— start of INFORMATION PROVIDED —

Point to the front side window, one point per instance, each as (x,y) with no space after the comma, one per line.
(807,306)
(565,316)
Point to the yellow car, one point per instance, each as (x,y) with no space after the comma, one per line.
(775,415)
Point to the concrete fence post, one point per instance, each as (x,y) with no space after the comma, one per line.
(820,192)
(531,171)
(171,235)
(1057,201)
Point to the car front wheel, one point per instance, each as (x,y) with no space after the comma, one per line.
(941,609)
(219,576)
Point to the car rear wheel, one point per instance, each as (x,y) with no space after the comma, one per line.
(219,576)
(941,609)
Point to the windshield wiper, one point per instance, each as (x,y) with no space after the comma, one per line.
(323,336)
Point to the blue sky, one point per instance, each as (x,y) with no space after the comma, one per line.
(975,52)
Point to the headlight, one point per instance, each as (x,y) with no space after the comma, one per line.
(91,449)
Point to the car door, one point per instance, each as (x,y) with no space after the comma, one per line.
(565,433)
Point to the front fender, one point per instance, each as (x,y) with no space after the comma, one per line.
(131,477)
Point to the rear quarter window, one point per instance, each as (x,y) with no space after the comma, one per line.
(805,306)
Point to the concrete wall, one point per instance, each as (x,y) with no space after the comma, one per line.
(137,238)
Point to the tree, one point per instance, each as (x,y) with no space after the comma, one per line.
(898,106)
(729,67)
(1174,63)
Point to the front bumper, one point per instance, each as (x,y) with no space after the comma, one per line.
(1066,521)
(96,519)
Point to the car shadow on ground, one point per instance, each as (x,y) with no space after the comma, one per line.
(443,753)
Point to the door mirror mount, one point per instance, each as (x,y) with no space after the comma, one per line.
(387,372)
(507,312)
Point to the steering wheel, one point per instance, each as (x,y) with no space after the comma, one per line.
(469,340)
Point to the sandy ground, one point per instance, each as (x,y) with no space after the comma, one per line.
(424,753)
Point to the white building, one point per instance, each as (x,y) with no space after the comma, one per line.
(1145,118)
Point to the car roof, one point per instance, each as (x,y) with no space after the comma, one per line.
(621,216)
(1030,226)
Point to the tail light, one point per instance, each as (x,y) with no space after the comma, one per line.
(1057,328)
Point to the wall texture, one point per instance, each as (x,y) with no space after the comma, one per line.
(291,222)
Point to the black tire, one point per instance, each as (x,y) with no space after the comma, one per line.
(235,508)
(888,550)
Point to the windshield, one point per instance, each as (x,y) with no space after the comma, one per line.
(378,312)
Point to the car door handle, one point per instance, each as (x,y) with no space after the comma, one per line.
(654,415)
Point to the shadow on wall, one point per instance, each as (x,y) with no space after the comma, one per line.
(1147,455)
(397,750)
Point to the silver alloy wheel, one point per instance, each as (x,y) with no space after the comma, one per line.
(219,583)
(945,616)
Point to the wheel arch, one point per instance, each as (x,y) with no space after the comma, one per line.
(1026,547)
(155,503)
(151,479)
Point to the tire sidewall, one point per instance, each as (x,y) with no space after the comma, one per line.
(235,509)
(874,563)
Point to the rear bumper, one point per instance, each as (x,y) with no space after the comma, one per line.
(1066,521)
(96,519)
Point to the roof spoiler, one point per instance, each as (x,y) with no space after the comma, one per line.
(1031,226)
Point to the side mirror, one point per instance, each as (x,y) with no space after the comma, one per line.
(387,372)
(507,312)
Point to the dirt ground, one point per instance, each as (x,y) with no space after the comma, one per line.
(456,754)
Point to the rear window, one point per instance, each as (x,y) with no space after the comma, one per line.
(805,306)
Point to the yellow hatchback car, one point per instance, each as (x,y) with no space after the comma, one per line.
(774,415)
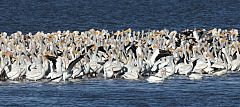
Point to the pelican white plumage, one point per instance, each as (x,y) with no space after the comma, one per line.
(15,71)
(56,76)
(235,64)
(195,76)
(37,71)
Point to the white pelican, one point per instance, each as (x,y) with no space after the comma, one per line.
(37,72)
(15,71)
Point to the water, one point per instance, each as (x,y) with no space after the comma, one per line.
(177,91)
(53,15)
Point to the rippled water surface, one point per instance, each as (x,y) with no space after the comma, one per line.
(53,15)
(177,91)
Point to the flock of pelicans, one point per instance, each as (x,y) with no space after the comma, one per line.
(153,55)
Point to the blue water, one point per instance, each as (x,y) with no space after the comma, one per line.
(53,15)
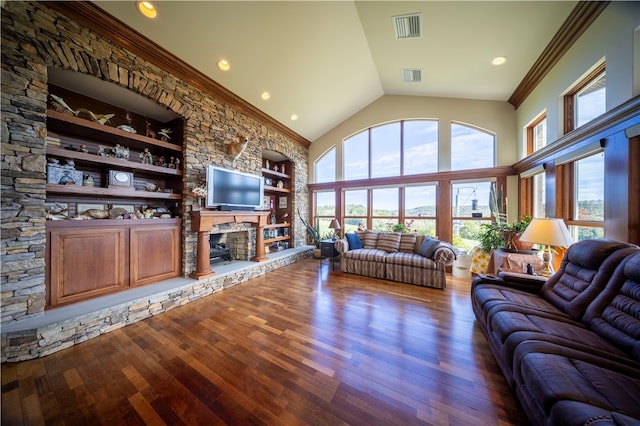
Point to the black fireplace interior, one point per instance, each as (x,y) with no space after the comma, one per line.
(218,252)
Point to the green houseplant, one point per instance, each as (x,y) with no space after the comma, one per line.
(495,235)
(313,233)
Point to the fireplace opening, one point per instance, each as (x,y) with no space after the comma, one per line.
(218,251)
(231,244)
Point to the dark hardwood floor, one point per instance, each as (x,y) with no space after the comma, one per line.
(302,345)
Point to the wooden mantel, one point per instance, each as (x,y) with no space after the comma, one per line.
(203,220)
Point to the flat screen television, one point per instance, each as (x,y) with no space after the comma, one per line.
(233,190)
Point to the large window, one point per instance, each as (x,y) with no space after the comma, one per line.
(355,154)
(394,149)
(420,142)
(586,100)
(385,203)
(471,148)
(420,209)
(325,211)
(588,205)
(385,150)
(539,196)
(471,208)
(325,167)
(355,209)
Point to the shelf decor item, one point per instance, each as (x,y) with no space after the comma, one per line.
(120,179)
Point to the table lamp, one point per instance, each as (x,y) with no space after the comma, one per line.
(547,232)
(335,225)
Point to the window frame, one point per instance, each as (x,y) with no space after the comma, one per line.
(530,132)
(570,97)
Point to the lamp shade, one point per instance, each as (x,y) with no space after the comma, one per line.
(548,232)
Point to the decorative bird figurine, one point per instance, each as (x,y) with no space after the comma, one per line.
(59,101)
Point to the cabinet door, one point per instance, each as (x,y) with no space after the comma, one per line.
(87,263)
(155,253)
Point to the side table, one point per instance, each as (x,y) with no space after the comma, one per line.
(328,251)
(505,261)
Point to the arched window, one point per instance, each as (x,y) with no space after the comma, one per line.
(325,167)
(399,148)
(471,148)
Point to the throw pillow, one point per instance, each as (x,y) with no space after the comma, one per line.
(354,241)
(389,242)
(407,243)
(428,247)
(369,239)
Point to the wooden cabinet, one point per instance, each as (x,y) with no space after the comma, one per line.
(278,190)
(91,258)
(88,259)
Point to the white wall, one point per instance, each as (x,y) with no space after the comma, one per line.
(494,116)
(610,37)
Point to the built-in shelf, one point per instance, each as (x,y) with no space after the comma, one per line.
(276,189)
(89,129)
(91,191)
(110,161)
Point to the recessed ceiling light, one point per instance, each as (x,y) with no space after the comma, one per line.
(499,60)
(223,64)
(147,9)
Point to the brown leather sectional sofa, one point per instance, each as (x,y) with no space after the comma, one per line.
(571,347)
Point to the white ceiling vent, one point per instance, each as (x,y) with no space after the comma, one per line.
(408,26)
(411,75)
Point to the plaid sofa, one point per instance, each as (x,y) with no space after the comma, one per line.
(395,256)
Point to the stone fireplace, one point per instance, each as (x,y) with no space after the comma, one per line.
(237,244)
(239,238)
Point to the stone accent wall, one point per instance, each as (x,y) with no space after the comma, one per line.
(35,38)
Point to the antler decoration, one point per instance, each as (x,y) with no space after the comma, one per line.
(235,149)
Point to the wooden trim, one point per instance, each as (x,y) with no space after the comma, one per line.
(569,104)
(530,134)
(101,22)
(618,119)
(415,179)
(581,17)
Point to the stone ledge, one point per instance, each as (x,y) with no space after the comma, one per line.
(66,326)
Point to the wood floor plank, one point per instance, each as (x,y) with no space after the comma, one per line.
(303,345)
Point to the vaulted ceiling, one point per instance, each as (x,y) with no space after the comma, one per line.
(326,60)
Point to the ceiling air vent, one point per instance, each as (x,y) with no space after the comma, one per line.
(411,75)
(408,26)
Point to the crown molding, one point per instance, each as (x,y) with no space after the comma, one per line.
(99,21)
(581,17)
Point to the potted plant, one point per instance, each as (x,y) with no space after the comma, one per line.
(494,235)
(314,235)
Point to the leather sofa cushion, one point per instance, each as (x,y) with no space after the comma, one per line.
(615,313)
(584,272)
(553,378)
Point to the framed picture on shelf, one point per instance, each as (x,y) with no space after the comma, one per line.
(130,208)
(83,207)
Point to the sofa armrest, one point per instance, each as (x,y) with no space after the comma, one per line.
(444,254)
(528,283)
(341,245)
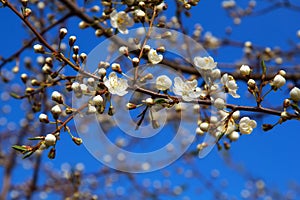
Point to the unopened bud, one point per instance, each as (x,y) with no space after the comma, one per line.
(102,72)
(72,40)
(149,101)
(77,140)
(83,25)
(62,33)
(130,106)
(116,67)
(251,84)
(111,110)
(124,50)
(98,100)
(286,103)
(57,97)
(135,61)
(51,154)
(56,111)
(24,78)
(83,57)
(38,48)
(50,139)
(27,12)
(35,82)
(267,127)
(204,126)
(43,118)
(76,49)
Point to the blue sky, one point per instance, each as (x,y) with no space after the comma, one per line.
(271,156)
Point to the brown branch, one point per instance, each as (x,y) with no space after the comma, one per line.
(30,42)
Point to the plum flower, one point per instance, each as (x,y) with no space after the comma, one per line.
(116,85)
(205,63)
(278,82)
(121,20)
(163,82)
(153,57)
(295,94)
(188,90)
(230,85)
(246,125)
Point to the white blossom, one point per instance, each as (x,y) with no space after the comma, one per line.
(50,139)
(116,85)
(75,86)
(187,90)
(56,110)
(278,81)
(139,13)
(43,118)
(246,125)
(56,96)
(205,63)
(153,57)
(228,4)
(230,85)
(163,82)
(121,20)
(233,136)
(251,83)
(91,109)
(38,48)
(295,94)
(219,103)
(97,100)
(245,70)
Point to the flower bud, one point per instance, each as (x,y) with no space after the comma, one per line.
(204,126)
(62,33)
(76,49)
(124,50)
(116,67)
(295,94)
(149,101)
(219,103)
(43,118)
(38,48)
(278,81)
(282,72)
(98,32)
(50,140)
(91,109)
(95,8)
(251,84)
(111,110)
(130,106)
(83,25)
(286,103)
(233,136)
(245,70)
(267,127)
(51,154)
(72,40)
(27,12)
(77,140)
(83,57)
(46,69)
(56,111)
(102,72)
(24,78)
(135,61)
(57,97)
(97,100)
(199,131)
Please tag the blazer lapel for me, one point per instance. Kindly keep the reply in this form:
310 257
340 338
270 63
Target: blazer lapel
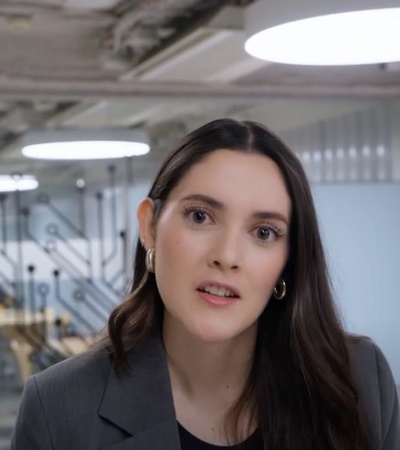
140 402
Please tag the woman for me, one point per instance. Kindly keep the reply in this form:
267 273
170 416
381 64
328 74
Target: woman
229 338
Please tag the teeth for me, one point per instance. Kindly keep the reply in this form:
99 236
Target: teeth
219 291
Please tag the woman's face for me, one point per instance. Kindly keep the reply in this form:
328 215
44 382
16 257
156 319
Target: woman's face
221 243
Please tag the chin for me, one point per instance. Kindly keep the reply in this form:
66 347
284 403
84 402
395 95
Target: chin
214 334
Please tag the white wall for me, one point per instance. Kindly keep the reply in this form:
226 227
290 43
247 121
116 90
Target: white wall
360 226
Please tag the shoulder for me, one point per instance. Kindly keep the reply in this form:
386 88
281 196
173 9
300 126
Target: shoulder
76 371
369 364
378 398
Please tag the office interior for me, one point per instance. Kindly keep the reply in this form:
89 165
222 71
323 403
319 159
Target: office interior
162 68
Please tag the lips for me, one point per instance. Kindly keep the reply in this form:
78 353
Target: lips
218 289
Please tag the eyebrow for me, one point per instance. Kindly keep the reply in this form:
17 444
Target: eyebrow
219 205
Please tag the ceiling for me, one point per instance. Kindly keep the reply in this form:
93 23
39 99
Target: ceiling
167 65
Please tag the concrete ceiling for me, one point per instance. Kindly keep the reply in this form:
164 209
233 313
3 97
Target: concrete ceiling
167 65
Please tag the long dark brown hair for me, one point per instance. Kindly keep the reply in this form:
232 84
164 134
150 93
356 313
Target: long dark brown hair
300 390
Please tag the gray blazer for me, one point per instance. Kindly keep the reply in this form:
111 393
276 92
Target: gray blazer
81 404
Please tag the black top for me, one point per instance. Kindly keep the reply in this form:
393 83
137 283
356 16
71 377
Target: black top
190 442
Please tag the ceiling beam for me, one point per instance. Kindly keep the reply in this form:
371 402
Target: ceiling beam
78 90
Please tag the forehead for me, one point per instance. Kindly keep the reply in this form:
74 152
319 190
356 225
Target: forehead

— end of INFORMATION PROVIDED —

TASK DETAILS: Please extract exactly, and only, the lines from the line containing "Please tag the long" through the last line of the records.

FULL RESPONSE:
Please tag the long dark brown hair for me, one point per instance. Kindly keep the reply in this form:
232 84
164 134
150 93
356 313
Target: long dark brown hair
300 390
Please tag the gray blazer for me, one point per instance. Kindly keep the reply in this form:
111 393
276 92
Target: gray blazer
81 404
Please tag the black top for me, one point per instance. Kindly keep the reply in this form:
393 83
137 283
356 16
71 377
Target: black top
190 442
Please tag the ceiling beam for me, one point per instance. Kindly keep the reply in this form:
371 402
Target: ceiling beam
78 90
Please tag the forehead for me, one point per instance. Kindly keep the reply in this form:
74 152
319 190
356 225
Target: forehead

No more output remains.